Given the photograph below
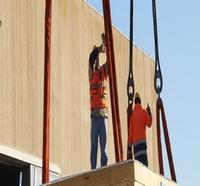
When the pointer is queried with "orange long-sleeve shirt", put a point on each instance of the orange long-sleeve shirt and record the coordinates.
(138, 122)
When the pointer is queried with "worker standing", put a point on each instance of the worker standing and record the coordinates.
(139, 119)
(98, 104)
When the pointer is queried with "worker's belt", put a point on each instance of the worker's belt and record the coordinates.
(99, 112)
(140, 148)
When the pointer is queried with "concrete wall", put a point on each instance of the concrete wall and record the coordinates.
(76, 27)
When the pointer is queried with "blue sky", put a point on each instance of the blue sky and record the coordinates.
(179, 46)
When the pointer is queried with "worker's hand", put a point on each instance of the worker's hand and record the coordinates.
(148, 110)
(102, 48)
(129, 152)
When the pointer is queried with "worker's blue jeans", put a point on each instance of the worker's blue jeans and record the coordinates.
(98, 130)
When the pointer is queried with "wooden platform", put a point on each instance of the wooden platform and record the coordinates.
(127, 173)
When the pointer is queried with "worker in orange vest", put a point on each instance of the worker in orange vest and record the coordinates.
(139, 119)
(98, 104)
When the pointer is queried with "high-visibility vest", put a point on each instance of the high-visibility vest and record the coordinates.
(98, 90)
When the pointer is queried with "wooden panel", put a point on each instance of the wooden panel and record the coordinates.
(117, 174)
(76, 27)
(123, 174)
(150, 178)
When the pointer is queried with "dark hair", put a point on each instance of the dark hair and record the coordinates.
(137, 100)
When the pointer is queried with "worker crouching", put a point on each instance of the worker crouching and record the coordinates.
(139, 119)
(98, 104)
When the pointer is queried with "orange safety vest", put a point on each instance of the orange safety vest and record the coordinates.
(98, 90)
(137, 126)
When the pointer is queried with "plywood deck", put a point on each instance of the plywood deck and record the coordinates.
(123, 174)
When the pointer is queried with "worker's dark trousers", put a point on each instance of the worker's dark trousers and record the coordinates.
(98, 130)
(140, 152)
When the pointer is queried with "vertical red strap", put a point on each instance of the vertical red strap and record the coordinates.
(46, 109)
(161, 169)
(167, 142)
(112, 81)
(160, 110)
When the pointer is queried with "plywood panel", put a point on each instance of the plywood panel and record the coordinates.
(76, 27)
(118, 174)
(123, 174)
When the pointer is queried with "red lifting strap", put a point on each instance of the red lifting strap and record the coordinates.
(46, 109)
(160, 110)
(112, 81)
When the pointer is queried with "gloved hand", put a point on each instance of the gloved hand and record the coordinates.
(129, 152)
(148, 110)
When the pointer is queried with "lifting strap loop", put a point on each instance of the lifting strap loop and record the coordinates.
(158, 81)
(112, 82)
(130, 82)
(158, 85)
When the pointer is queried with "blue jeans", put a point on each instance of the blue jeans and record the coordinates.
(98, 130)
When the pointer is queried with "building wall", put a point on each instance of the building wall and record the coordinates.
(76, 27)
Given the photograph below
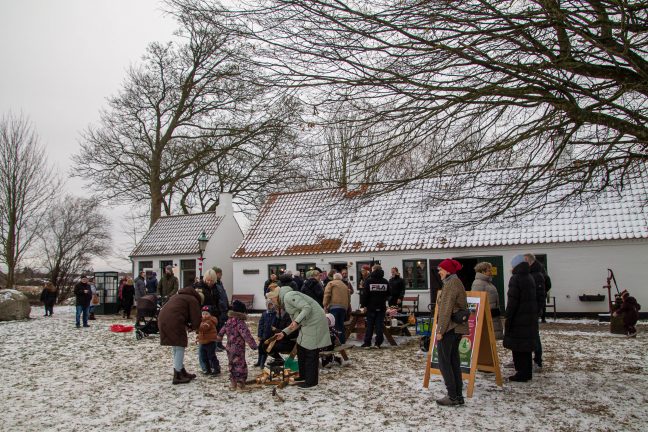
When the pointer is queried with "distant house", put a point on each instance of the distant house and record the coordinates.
(334, 228)
(173, 240)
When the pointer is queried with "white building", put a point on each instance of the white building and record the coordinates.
(332, 228)
(173, 240)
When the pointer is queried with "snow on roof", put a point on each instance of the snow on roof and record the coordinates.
(177, 235)
(332, 221)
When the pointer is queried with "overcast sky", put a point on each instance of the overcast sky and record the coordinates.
(62, 58)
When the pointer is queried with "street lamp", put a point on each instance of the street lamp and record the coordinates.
(202, 245)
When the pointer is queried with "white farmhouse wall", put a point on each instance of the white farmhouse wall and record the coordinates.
(220, 249)
(575, 269)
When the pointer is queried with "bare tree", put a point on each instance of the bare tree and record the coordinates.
(188, 104)
(558, 87)
(27, 185)
(76, 233)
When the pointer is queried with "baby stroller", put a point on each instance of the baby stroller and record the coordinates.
(148, 308)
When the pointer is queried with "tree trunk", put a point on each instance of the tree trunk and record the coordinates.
(156, 204)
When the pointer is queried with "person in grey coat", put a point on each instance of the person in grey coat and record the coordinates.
(483, 282)
(309, 318)
(140, 286)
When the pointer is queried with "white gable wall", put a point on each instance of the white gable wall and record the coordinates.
(575, 269)
(220, 247)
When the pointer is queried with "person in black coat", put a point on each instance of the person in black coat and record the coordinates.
(48, 297)
(313, 287)
(521, 326)
(373, 300)
(538, 274)
(396, 289)
(83, 296)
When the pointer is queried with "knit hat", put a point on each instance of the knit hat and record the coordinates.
(517, 259)
(450, 265)
(239, 306)
(331, 319)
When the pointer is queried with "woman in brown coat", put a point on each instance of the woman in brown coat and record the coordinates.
(180, 313)
(337, 299)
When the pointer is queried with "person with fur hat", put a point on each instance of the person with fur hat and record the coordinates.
(182, 311)
(206, 338)
(238, 334)
(373, 301)
(630, 310)
(309, 318)
(521, 325)
(451, 299)
(312, 287)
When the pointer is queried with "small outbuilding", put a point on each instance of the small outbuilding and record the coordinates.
(177, 241)
(340, 229)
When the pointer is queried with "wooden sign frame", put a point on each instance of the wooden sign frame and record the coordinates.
(484, 349)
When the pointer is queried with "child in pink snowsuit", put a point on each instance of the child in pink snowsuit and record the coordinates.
(238, 334)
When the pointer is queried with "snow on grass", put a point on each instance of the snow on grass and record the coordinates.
(57, 377)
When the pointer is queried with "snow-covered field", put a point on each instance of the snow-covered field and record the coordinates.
(57, 377)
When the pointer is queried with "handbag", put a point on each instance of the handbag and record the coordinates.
(461, 316)
(411, 318)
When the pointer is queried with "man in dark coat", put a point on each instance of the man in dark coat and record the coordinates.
(396, 289)
(151, 284)
(168, 284)
(271, 280)
(521, 326)
(373, 300)
(180, 313)
(83, 296)
(537, 272)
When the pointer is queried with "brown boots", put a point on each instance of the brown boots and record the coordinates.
(187, 374)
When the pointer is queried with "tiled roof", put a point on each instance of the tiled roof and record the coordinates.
(330, 221)
(177, 235)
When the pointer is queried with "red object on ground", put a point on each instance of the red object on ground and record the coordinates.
(119, 328)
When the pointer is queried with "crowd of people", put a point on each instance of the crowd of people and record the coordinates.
(307, 315)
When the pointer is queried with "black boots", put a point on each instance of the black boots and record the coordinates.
(179, 378)
(187, 374)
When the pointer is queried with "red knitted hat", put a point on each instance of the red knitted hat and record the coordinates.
(451, 266)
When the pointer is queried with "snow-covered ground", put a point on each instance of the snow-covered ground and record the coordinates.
(57, 377)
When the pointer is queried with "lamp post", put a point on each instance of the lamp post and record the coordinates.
(202, 245)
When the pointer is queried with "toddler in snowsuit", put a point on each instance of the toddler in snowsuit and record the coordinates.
(206, 337)
(268, 320)
(238, 334)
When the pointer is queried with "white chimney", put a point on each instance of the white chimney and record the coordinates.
(224, 207)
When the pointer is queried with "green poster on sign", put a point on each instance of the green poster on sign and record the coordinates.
(467, 341)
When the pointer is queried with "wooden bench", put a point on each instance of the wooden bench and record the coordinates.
(246, 299)
(411, 301)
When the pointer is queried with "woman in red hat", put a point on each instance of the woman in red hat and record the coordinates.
(448, 333)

────────────────

REQUIREMENT » Keep only the lines from the one containing "chimney and record the coordinates." to the end of the entries, and repeat them exactly.

IN RESPONSE »
When the pointer is queried with "white chimney", put a point on each instance of the white chimney and record the coordinates.
(224, 207)
When the pointer is queried with "green poster on sign", put a point on each instance of the green poster on sign and record the coordinates.
(467, 341)
When the pointer is queried with "wooden bench", put a point on each instance of the wooden bench and record the coordinates.
(246, 299)
(411, 301)
When the pointer is queried with "woman in red hat", put a point on each instance of the woman in red hat and record the coordinates.
(448, 333)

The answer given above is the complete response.